• [THE PROBLEM]
Please answer from the article below on Syria's hunger crisis: by how much did the number of people short of essential foodstuffs rise in the past six months?

• [EXCERPT PROVIDED]
____________________

Syria’s hunger crisis worsens, COVID outbreak could intensify: UN

The World Food Programme (WFP) told a briefing in Geneva that the number of people short of essential foodstuffs had risen by 1.4 million in the past six months.

Food prices had also soared by more than 200% in less than a year due to the freefall in neighbouring Lebanon’s economy and COVID-19 lockdown measures in Syria, WFP spokeswoman Elisabeth Byrs said.

After nine years of armed conflict, more than 90% of Syria’s population lives under the $2 per day poverty line and humanitarian needs are growing, Akjemal Magtymova, the World Health Organization (WHO) Representative in Syria, told a separate briefing.

Fewer than half of Syria’s public hospitals are functional, while half of the medical workforce has fled since the conflict began, she said, with those remaining facing a “pervasive threat of kidnapping and targeted killings”.

Authorities have reported 248 coronavirus infections, including 9 deaths in government-held areas.

“The official numbers represent a likely underestimate of the true numbers, and that’s not unique to Syria at all,” said Richard Brennan, WHO’s regional emergency director.

After a slow start, COVID-19 outbreaks in Iraq, Egypt and Turkey accelerated and the same is expected in Syria, he said.

____________________

• [SUPPLIED ENTRIES]

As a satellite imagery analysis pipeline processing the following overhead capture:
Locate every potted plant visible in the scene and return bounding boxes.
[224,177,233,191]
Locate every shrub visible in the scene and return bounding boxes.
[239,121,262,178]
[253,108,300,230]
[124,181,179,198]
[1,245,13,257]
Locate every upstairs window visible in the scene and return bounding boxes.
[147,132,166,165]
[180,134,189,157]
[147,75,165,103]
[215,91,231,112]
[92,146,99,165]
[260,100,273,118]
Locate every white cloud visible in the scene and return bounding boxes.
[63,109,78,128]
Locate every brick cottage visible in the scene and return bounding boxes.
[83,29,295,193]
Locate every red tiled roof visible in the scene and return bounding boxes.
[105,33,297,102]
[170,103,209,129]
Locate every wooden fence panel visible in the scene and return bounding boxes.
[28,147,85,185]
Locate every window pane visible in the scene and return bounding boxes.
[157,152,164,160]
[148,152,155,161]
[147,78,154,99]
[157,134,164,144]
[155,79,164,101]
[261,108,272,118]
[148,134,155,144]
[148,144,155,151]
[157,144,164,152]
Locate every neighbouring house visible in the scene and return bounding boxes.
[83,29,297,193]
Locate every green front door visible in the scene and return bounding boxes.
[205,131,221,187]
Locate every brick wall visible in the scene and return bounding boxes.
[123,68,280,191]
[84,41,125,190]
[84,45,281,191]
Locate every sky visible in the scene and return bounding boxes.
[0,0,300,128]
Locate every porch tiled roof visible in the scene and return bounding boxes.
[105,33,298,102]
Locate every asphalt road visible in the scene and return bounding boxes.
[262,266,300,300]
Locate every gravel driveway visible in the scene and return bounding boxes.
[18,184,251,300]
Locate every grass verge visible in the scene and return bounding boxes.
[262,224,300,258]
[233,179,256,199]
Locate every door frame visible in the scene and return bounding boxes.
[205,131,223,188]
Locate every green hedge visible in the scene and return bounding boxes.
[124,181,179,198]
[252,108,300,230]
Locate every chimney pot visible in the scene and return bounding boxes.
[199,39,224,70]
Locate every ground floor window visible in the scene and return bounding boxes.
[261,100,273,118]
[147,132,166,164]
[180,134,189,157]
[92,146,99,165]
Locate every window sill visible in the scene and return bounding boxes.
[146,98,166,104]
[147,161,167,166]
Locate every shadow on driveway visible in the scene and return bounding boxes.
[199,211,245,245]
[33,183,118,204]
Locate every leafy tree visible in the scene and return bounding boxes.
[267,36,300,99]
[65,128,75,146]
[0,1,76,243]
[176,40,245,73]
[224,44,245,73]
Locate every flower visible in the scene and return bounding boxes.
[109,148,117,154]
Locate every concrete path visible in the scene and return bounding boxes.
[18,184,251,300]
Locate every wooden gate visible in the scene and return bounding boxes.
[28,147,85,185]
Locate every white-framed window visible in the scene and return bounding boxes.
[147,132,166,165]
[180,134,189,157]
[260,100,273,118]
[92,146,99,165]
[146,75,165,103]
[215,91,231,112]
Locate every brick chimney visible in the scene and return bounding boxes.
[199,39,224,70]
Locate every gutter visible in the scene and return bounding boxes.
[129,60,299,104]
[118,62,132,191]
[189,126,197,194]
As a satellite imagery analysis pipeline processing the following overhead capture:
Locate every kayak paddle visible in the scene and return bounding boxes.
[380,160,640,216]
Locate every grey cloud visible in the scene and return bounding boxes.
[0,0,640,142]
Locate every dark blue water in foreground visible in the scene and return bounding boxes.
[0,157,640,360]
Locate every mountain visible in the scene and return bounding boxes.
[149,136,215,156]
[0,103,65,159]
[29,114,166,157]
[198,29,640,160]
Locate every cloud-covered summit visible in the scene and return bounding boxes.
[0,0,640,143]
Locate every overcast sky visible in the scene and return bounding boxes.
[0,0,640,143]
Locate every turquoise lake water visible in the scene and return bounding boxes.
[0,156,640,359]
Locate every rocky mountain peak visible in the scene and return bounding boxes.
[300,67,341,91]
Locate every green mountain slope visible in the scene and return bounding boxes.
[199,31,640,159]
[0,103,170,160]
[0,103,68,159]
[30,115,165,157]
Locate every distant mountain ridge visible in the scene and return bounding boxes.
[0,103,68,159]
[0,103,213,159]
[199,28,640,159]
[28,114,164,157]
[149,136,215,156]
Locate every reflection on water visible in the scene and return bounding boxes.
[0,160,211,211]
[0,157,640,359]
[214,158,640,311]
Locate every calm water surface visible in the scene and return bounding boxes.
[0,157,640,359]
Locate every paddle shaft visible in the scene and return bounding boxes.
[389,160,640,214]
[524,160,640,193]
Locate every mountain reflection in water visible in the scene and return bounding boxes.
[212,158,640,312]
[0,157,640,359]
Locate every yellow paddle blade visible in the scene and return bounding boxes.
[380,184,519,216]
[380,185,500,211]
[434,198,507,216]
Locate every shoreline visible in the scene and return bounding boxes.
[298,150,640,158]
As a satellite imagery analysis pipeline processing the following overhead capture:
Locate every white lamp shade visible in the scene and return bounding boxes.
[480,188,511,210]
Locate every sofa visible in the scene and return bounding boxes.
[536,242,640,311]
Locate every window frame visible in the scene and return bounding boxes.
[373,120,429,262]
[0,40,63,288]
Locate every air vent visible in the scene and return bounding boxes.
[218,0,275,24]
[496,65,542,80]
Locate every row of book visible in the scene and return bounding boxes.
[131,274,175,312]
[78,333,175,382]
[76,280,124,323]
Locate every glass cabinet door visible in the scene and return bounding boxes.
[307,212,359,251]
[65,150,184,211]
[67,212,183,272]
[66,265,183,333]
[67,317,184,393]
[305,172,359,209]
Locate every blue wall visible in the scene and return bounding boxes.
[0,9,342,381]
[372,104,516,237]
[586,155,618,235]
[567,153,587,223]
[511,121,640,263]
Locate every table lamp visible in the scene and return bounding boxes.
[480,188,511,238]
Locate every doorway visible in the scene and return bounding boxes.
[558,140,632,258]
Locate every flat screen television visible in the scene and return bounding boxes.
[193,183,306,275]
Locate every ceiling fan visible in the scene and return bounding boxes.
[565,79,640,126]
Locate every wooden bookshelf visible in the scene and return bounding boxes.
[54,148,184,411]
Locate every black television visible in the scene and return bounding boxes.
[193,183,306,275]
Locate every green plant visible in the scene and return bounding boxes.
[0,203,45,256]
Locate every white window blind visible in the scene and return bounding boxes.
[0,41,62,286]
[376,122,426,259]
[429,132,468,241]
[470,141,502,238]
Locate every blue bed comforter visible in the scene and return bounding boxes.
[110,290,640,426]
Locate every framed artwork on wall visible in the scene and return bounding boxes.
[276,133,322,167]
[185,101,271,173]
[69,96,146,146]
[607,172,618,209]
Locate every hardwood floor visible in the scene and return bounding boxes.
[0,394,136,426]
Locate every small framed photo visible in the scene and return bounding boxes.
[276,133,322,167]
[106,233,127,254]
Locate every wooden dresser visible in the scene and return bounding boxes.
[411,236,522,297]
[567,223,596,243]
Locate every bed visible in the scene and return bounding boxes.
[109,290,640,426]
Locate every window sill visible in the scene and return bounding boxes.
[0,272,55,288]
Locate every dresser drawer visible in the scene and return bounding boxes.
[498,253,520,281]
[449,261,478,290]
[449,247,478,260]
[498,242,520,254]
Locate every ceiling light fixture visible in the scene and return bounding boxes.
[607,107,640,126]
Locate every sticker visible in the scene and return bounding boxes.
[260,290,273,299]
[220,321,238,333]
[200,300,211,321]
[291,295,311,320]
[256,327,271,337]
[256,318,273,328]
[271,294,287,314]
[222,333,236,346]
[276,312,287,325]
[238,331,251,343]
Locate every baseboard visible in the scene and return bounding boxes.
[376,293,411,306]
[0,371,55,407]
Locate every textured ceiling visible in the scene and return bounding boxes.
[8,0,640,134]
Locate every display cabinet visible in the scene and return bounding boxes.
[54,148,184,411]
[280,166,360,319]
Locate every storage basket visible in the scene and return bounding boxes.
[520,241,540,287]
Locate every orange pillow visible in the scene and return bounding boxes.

____________________

• [ANSWER SPACE]
By 1.4 million.